=== Your objective ===
Pick up the passage below on artificial life art after its final sentence and continue it.

Since the early 1990’s, Artificial Life theory and technology has been a constant interest in the media art community. Works concerned with these ideas are common in the media art landscape, yet they are seldom identified as such. The VIDA prize for artificial life art, sponsored by Telefonica for the last decade, is a rare exception. The three artists in Emergence have been represented in VIDA, two of the works in Emergence were prizewinners. Each of these works offers an insight into a different dimension if Artificial Life Art.
- Propagaciones by Leo Nuñez (Argentina) is a sculptural realisation of one of the icons of artificial life, the cellular automaton. In Propagaciones, separate electro-mechanical sculptural ‘cells’ stimulate each other into mutual action, creating propagating patterns across the field.
- The Universal Whistling Machine, by Marc Böhlen and J.T. Rinker deploys AI techniques to present an amusing take on machine intelligence. Whistle to it and it will whistle back a tune in response, composed on the spot. It has been known to have extended exchanges with a canary.

(Items drawn from a data source)
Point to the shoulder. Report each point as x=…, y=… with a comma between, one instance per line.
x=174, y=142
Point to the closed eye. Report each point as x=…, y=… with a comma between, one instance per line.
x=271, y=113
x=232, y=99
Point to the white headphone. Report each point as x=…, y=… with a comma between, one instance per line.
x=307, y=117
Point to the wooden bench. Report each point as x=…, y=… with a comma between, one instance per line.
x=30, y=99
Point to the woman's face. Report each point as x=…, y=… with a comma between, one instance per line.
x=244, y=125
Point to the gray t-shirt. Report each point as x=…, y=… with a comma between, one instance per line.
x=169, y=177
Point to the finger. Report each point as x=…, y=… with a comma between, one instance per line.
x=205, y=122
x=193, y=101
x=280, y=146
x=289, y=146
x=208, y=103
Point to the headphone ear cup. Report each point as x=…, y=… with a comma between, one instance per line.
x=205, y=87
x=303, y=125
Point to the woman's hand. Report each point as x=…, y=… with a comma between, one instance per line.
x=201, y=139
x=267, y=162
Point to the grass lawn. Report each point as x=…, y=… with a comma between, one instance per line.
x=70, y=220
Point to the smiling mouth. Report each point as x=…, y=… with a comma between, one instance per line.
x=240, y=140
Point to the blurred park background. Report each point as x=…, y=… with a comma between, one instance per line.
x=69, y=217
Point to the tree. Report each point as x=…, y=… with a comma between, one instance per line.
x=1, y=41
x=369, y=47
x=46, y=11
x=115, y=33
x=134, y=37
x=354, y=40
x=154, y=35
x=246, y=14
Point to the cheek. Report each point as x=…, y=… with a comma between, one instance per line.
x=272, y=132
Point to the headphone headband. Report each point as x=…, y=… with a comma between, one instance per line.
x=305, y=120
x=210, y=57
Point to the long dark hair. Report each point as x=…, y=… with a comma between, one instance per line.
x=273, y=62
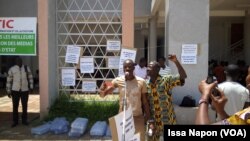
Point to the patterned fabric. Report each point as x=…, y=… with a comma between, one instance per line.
x=17, y=79
x=240, y=118
x=160, y=100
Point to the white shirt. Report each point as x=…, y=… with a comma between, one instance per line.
x=165, y=71
x=236, y=94
x=140, y=72
x=17, y=79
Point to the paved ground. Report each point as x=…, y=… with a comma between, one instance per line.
x=22, y=132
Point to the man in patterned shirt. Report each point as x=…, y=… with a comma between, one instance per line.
x=159, y=93
x=19, y=83
x=136, y=89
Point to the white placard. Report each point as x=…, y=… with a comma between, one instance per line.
x=188, y=59
x=126, y=54
x=89, y=86
x=72, y=54
x=136, y=137
x=113, y=62
x=113, y=45
x=189, y=49
x=68, y=77
x=129, y=127
x=87, y=65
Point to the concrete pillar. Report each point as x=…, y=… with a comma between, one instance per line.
x=152, y=48
x=188, y=23
x=47, y=58
x=128, y=23
x=247, y=37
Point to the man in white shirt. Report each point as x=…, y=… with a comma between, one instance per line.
x=164, y=70
x=236, y=94
x=19, y=83
x=141, y=69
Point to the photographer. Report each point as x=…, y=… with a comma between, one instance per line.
x=242, y=117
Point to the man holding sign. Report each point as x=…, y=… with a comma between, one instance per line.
x=135, y=89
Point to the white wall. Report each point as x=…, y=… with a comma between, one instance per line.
x=188, y=22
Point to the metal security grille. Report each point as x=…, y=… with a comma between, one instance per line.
x=87, y=24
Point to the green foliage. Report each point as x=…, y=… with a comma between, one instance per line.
x=93, y=110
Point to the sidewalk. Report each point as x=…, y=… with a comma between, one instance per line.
x=22, y=132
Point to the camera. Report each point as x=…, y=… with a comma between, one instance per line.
x=211, y=79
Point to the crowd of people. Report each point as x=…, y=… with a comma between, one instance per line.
x=148, y=87
x=148, y=91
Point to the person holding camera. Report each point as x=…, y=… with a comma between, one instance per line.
x=241, y=117
x=160, y=94
x=235, y=93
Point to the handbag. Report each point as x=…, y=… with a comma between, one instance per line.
x=247, y=103
x=27, y=75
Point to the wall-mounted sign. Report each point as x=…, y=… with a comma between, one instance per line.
x=68, y=77
x=72, y=54
x=18, y=36
x=126, y=53
x=113, y=45
x=87, y=65
x=189, y=54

=== Answer area ===
- Performative Ecologies, by Ruairi Glynn consists of a trio of ‘dancing fools’ – devices that seek to demonstrate the most pleasing dance they can devise. The devices use gaze tracking with infra-red camera to determine how attenttive their audience is while performing each dance. In downtime, they breed new dances using genetic algorithms on dances determine to be most attractive, producing new dances to be tried out on the audience and shared with their fellows.
- Sniff, by Karolina Sobeck and Jim George is a virtual puppy which interacts with viewers via machine vision. Sniff has sophisticated animation (using Unity game engine) and persuasive behavior modelling, identifying both ‘primary’ and ’secondary’ interactants.”
http://dac09.uci.edu/events.php#emergence
http://www.beallcenter.uci.edu/calendar/0910.php
The show opens December 12th and is up until June 2010.